Starting at the line that contains "Keep to these rules. Indicate every instance of the tree", transcribe every remaining line of the entries exactly, including the last one.

--- Begin PROVIDED RECORDS ---

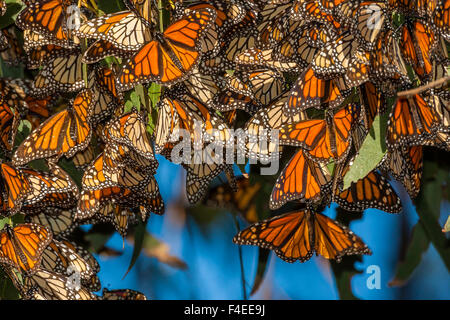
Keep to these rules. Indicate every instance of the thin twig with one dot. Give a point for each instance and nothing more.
(433, 84)
(241, 261)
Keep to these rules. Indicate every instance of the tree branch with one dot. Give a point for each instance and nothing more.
(433, 84)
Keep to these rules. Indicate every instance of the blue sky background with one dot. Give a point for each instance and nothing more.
(213, 260)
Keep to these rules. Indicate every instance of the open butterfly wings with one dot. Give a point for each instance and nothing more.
(65, 133)
(297, 235)
(21, 247)
(172, 55)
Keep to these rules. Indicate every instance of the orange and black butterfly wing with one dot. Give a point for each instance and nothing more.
(411, 122)
(9, 122)
(310, 91)
(65, 133)
(332, 240)
(48, 18)
(22, 246)
(171, 60)
(373, 191)
(17, 187)
(101, 49)
(300, 180)
(288, 235)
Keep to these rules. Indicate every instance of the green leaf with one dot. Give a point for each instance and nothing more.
(73, 172)
(263, 257)
(23, 131)
(416, 248)
(447, 225)
(97, 240)
(139, 235)
(3, 222)
(7, 289)
(135, 99)
(370, 154)
(154, 93)
(428, 209)
(128, 106)
(155, 248)
(13, 7)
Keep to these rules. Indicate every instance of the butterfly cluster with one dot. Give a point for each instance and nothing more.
(319, 73)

--- End PROVIDED RECORDS ---

**EXPECTED ANSWER:**
Keep to these rules. Indicate every instance of the tree branch with one dot. Give a point for each instance and nothing more.
(433, 84)
Keep to these rules. Indicate every instance of the blue sky background with one dot. Give a point for each instance and nothing more.
(213, 260)
Keep to these rules. Indicate every instance of the open butterfly wings with one dot. Give a point for each instance and nothing more.
(65, 133)
(297, 235)
(21, 247)
(172, 55)
Keep to these rules. Indicate every instance of the orange and black butterfly wing with one dot. Give a point for each instance and nothing more.
(411, 122)
(9, 122)
(310, 91)
(65, 133)
(332, 240)
(48, 18)
(22, 246)
(171, 60)
(373, 191)
(17, 187)
(101, 49)
(300, 180)
(288, 235)
Keep to these rules. Indicate every instance of the green leaf with one dot. Give a point for each instance and nothing more.
(73, 172)
(263, 257)
(23, 131)
(416, 248)
(447, 225)
(97, 240)
(139, 235)
(3, 222)
(7, 289)
(135, 99)
(370, 154)
(154, 93)
(428, 209)
(128, 106)
(155, 248)
(13, 7)
Keep to these rules. Indicate every instance of the butterfly cluster with one dot. Give a point for each instance and nothing more.
(319, 73)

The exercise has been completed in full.